TASK DESCRIPTION:
Every entry must be output exactly as it was written.

- - -

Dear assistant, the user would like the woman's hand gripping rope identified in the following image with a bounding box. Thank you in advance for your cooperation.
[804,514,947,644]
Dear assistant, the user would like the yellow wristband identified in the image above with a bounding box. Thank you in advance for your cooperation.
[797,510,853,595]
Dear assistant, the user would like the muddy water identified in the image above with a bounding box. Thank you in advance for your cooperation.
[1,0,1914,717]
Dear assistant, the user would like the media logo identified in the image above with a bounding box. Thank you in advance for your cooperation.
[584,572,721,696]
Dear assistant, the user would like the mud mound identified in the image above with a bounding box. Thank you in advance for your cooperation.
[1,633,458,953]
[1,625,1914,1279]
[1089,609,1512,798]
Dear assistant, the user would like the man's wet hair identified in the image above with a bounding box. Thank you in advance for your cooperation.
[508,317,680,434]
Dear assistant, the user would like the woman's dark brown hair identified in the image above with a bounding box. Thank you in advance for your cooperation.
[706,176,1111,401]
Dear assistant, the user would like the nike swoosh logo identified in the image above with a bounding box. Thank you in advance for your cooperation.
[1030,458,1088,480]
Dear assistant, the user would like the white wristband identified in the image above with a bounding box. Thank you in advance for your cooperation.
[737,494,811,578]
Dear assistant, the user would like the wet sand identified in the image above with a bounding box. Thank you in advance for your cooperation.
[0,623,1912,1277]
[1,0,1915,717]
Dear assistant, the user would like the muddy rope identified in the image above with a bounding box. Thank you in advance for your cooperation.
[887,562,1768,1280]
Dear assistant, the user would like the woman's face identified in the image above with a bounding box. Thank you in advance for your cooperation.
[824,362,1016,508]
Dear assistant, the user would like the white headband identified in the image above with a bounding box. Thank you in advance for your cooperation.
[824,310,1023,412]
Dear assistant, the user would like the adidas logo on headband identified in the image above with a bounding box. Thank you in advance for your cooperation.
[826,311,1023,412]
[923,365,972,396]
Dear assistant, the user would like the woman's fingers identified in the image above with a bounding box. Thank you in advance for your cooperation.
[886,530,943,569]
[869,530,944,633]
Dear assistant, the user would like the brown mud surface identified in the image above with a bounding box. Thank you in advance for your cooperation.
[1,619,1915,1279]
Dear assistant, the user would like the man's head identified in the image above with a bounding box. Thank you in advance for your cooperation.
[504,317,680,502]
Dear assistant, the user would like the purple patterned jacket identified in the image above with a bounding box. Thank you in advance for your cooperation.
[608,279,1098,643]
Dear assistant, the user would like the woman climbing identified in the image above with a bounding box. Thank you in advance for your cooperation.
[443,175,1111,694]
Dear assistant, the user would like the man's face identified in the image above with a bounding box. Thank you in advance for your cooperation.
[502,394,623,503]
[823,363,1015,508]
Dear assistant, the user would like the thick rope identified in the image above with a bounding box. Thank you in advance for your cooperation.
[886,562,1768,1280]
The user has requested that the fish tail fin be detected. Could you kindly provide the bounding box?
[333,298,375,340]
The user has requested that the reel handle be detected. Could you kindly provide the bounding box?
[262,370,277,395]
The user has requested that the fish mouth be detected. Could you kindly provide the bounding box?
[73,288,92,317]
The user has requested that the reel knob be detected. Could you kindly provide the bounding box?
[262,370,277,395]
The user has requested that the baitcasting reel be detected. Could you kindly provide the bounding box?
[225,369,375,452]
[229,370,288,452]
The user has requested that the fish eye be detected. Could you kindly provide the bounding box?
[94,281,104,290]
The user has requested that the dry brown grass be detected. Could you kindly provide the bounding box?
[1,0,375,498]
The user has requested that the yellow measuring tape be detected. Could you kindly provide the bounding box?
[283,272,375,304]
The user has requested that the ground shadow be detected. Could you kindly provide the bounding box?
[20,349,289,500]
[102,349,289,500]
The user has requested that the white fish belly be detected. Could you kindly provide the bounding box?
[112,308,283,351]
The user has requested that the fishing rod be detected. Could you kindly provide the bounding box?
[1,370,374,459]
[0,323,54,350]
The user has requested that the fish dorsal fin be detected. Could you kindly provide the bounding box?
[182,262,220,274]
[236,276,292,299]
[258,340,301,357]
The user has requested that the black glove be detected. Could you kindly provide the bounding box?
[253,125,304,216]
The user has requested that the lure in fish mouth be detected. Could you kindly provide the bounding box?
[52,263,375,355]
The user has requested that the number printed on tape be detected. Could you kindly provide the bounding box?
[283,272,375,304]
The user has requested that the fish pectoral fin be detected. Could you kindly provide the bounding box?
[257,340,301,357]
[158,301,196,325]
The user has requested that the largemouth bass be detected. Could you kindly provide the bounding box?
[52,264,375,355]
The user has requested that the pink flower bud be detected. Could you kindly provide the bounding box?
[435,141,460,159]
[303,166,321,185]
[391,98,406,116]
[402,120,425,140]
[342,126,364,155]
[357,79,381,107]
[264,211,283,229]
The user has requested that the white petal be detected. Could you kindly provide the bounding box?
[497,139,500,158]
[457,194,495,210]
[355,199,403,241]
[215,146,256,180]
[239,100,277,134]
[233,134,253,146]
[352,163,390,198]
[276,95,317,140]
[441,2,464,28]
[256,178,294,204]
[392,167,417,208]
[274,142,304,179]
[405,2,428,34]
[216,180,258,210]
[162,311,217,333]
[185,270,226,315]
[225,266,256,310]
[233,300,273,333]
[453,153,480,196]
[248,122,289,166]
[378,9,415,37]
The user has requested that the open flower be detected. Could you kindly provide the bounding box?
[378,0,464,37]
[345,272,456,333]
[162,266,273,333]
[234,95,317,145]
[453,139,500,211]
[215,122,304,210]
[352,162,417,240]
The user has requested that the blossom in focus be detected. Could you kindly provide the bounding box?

- - -

OUTPUT FOR THIS EXERCISE:
Dear assistant, the user would like the woman's hand gripping rope identified in the following image with a bounding box. Thank you in advance for your cooperation.
[804,514,947,644]
Dear assistant, the user would like the yellow wristband identified in the image above with a bounding box. Thank you in advance for your cooperation.
[797,510,853,595]
Dear assistant, the user would like the muddy water identified in the image above with a bounding box. Thank you in advance for your cooperation.
[1,0,1914,717]
Dear assistant, the user would like the media logo identified in the image above with a bounding box. Thank you in advance for your cooperation.
[584,572,721,696]
Dear assistant, the user would like the mud mound identified in the image above with a bounding box. Thank you in advance for your cooperation.
[1,633,458,953]
[1,625,1914,1279]
[1089,609,1512,798]
Dear assistant, the user would like the man's wet hair identified in the image above with a bounding box. Thank you in advance for your cooperation.
[508,317,680,434]
Dear assistant, the user would like the woman's dark brown hair identified in the image above with a bounding box. Thank you in advance for your cooperation.
[706,176,1111,401]
Dear assistant, the user would like the nike swoosh logo identified in the image above with a bounding box. Thank you in advance for your cooperation.
[1030,458,1088,480]
Dear assistant, the user would like the white wristband identified in the image above with a bounding box. Thank you in advance for your cooperation.
[737,494,811,578]
Dear assistant, the user would like the wet sand identified in the image above with a bounding box. Thank you in advance for your cooperation.
[0,623,1912,1277]
[1,0,1915,717]
Dear assistant, the user would like the muddy rope identified in the image above with a bounding box. Thank you in advance for your cooperation.
[887,562,1768,1280]
Dear assistant, the user would like the woman's face identified in the image above with a bounding box. Thank you in advance for your cooperation.
[824,362,1016,508]
Dear assistant, the user would like the white headband identified in the image above with a bounding box. Thank you in advance for your cooperation.
[824,310,1023,412]
Dear assistant, the user would like the adidas logo on headband identified in the image above with a bounding box. Thank you in advance for your cooperation.
[826,311,1023,412]
[923,365,972,396]
Dear assistant, the user would like the woman's fingers identified in the image above with a bounding box. Thank you in advance for your cooperation.
[886,530,943,569]
[869,530,944,633]
Dear assistant, the user would like the brown mud surface identified in the image above with a bounding box. Thank you in advance for your cooperation.
[1,619,1915,1279]
Dear assistant, the user would like the man's head identified in the image above with a bounding box. Thank you in advance for your cooperation.
[504,317,680,502]
Dear assistant, the user would like the purple patterned jacket identified in the image above with a bounding box. Thank you in advance for your cooperation.
[608,279,1098,643]
Dear assistant, the user would like the woman climbing identified in the image above with a bounding box. Thank you in advance for your cooperation.
[443,175,1111,694]
Dear assistant, the user would like the man's face identified in the image above with a bounding box. Thank you in advance for your cooperation.
[502,394,623,503]
[823,363,1015,508]
Dear assistant, the user would like the thick rope identified in the image above with a bounding box. Thank you in advance for your cooperation.
[886,562,1768,1280]
The user has requested that the fish tail fin be detected. Could you kindly provide the bounding box?
[333,298,375,340]
The user has requested that the reel handle be detected. Could you kindly provide the bounding box?
[262,370,277,395]
The user has requested that the fish mouth be detected. Could you kindly provide the bounding box?
[73,288,92,317]
The user has requested that the reel knob be detected. Could you kindly provide the bounding box?
[262,370,277,395]
The user has requested that the baitcasting reel be detected. Could you kindly provide the bounding box?
[225,369,375,452]
[229,370,288,452]
The user has requested that the fish eye be detected. Could you kindly provide the bounding box?
[94,281,104,290]
The user has requested that the dry brown grass be detected. Could you kindly provide the bounding box?
[1,0,375,498]
The user has requested that the yellow measuring tape be detected. Could you kindly provide the bounding box?
[283,272,375,304]
The user has requested that the ground shadow be detected. Could you kindly provide the bounding box?
[20,349,289,500]
[102,349,289,500]
The user has requested that the white fish belly be detected. Could you kindly provide the bounding box?
[112,308,283,351]
The user has requested that the fishing rod be detected. Could you kindly provide the bounding box?
[1,370,374,459]
[0,323,54,350]
The user has requested that the fish dorsal fin be detected. Could you kindly provide the bounding box?
[182,262,220,274]
[236,276,292,299]
[258,340,301,357]
The user has requested that the black glove be detected. Could you kindly provide the bounding box?
[253,125,304,216]
The user has requested that the lure in fish mouth be detected. Could you kindly provide the bounding box?
[52,263,375,355]
The user has requested that the number printed on tape be detected. Could you kindly provide the bounding box?
[283,272,375,304]
The user has requested that the fish pectoral fin be detected. Could you kindly provide the bounding box?
[257,340,301,357]
[158,301,196,325]
The user has requested that the largemouth bass be detected. Could you kindly provide the bounding box?
[52,264,375,355]
The user has requested that the pink flower bud be detected. Could you kindly provide the bounding box?
[435,141,460,159]
[303,166,321,185]
[391,98,406,116]
[402,120,425,140]
[342,126,364,155]
[357,79,381,107]
[264,211,283,229]
The user has requested that the white petal be detected. Could you kindly provide the bounding box?
[497,139,500,158]
[457,194,495,210]
[355,199,403,241]
[215,146,256,180]
[239,100,277,134]
[233,134,253,146]
[352,163,390,198]
[276,95,317,140]
[441,2,464,28]
[256,178,294,204]
[392,167,417,208]
[274,142,304,179]
[405,2,428,34]
[216,180,258,210]
[162,311,217,333]
[185,270,226,315]
[225,266,256,310]
[233,300,273,333]
[453,153,480,196]
[248,122,289,166]
[378,9,415,37]
The user has requested that the open flower be detected. Could you kindly provide the bounding box?
[378,0,464,37]
[345,272,456,333]
[162,266,273,333]
[234,95,317,145]
[453,139,500,211]
[215,122,304,210]
[352,162,417,240]
The user has requested that the blossom in focus be detected. Could you kindly provide the bounding box?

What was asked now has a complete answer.